_Material to process_
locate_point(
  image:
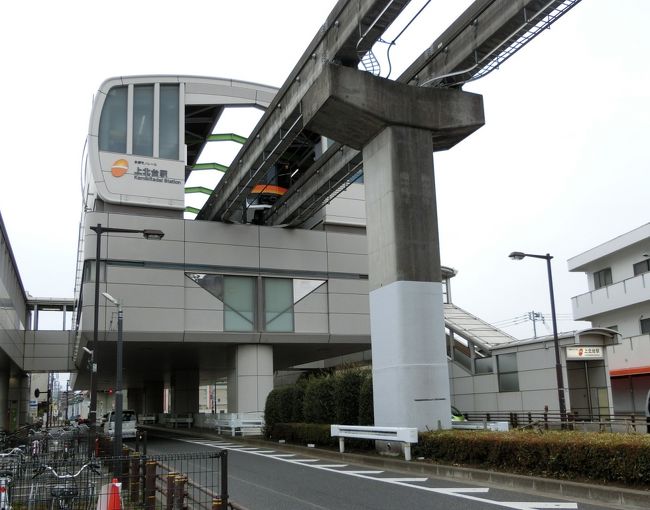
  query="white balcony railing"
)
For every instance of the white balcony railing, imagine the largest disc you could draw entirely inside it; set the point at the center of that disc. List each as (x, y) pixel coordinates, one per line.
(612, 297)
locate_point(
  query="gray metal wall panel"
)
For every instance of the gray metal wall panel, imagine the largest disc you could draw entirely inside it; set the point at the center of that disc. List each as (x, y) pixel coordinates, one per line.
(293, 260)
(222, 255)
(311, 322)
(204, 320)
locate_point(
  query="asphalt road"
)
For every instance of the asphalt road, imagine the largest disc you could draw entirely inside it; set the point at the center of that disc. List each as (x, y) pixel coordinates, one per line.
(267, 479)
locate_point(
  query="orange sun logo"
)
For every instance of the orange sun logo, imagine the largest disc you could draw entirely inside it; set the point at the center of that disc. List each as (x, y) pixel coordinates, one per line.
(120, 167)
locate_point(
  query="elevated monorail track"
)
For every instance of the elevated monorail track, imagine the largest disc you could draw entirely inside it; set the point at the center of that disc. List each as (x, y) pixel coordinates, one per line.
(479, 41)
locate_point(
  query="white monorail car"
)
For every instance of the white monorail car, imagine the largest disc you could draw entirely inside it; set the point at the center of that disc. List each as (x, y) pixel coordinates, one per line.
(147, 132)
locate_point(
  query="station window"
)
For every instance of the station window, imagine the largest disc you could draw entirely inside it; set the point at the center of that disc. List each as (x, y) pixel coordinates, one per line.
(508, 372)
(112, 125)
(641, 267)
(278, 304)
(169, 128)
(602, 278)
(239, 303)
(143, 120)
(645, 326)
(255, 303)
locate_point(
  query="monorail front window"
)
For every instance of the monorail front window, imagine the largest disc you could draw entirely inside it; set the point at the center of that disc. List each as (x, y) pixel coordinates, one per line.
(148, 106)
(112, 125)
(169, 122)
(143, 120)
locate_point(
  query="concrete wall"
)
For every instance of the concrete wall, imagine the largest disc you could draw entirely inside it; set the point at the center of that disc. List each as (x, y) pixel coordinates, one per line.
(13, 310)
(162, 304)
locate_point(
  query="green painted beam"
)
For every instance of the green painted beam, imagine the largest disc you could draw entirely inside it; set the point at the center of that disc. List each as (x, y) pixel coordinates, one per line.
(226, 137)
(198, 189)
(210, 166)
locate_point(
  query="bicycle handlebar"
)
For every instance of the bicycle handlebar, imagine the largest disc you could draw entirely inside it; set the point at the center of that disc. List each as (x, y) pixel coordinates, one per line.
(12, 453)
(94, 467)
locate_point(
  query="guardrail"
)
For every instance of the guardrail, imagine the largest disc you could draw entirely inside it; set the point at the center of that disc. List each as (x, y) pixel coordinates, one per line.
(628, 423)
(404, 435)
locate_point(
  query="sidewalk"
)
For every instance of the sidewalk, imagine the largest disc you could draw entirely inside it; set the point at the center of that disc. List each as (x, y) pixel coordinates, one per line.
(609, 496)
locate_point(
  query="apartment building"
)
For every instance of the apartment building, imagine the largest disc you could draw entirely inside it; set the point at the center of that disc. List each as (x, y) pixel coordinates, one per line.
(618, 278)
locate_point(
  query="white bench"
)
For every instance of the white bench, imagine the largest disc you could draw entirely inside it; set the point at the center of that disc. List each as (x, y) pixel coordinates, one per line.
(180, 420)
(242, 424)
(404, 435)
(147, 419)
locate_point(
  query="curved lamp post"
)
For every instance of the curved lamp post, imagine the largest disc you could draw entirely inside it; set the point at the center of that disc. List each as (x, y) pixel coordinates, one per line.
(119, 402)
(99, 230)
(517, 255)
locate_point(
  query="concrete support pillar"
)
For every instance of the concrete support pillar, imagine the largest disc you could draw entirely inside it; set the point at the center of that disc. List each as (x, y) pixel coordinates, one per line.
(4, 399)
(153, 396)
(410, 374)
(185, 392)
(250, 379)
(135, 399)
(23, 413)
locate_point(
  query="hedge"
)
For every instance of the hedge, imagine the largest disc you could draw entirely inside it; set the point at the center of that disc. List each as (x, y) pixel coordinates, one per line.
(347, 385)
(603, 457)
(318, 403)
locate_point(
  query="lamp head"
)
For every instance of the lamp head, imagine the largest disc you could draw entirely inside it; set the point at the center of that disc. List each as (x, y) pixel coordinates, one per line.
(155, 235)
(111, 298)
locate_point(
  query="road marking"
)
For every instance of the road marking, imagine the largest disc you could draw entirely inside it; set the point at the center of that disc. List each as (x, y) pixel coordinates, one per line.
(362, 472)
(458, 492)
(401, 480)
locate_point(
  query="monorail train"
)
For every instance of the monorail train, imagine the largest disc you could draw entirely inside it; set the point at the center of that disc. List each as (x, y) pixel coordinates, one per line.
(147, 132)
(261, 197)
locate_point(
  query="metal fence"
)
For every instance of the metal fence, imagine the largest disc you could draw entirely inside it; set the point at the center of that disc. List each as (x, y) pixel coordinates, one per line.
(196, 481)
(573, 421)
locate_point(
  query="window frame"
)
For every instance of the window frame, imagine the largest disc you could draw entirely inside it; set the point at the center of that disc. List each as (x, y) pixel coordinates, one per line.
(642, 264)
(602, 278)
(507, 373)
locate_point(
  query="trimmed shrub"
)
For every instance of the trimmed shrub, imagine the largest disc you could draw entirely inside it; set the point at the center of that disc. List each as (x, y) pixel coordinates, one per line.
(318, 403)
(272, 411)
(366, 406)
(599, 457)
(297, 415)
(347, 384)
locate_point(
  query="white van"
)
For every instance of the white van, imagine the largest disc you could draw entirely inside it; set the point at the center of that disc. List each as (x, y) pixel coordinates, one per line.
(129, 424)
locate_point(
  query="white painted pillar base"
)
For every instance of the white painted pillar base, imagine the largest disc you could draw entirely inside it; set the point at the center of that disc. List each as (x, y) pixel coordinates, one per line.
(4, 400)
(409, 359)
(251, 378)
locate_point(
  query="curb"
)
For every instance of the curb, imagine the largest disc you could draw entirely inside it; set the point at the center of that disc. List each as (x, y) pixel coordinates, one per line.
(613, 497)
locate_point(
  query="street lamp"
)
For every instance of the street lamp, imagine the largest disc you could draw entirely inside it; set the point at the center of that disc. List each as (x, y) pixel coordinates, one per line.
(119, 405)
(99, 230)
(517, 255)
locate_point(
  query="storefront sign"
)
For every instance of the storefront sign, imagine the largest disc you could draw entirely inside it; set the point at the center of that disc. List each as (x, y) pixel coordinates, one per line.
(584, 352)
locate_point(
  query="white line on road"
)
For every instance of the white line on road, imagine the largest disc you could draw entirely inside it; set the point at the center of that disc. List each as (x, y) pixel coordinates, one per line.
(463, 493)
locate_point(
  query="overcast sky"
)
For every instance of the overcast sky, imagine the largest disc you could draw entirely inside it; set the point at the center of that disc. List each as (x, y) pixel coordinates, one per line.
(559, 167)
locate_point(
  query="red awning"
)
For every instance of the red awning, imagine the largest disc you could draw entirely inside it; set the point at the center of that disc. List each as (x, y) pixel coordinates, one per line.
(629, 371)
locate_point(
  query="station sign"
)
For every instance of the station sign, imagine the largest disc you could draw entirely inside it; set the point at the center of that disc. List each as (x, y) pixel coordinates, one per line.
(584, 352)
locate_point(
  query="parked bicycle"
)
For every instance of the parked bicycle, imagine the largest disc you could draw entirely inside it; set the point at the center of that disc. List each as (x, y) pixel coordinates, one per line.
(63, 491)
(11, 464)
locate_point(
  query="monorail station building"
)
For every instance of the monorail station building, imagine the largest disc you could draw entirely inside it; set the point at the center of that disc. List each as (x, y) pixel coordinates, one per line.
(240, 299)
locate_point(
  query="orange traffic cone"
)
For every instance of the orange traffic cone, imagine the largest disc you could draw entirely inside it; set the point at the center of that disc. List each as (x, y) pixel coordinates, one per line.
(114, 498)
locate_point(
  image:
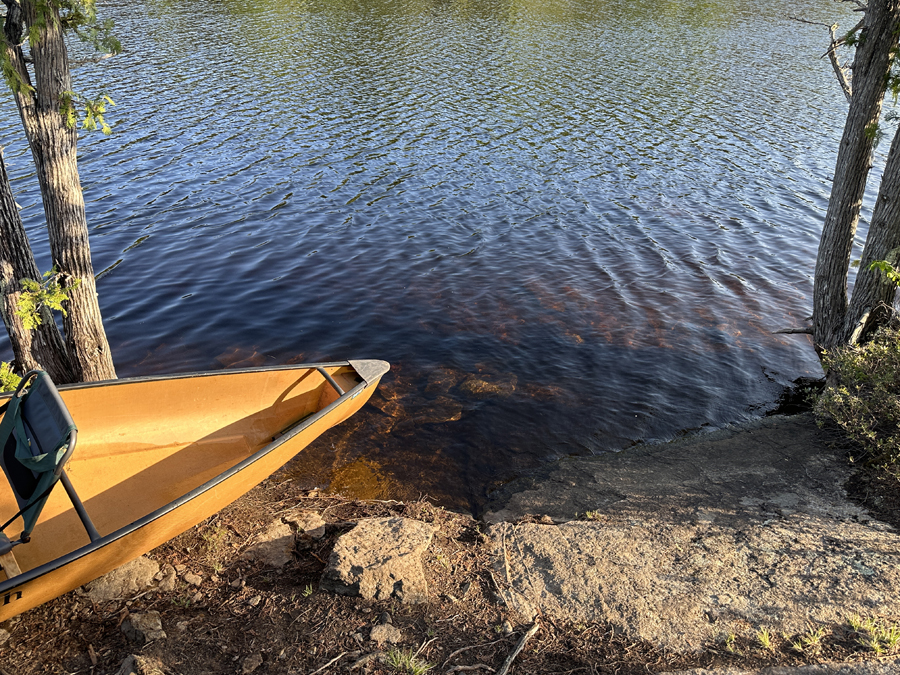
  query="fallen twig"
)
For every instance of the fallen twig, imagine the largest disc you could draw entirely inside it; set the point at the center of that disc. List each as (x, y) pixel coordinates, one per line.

_Do this_
State how many of the lines above contain the string "hedge", counting only matches with the same capitalization. Give the number alone.

_Solution_
2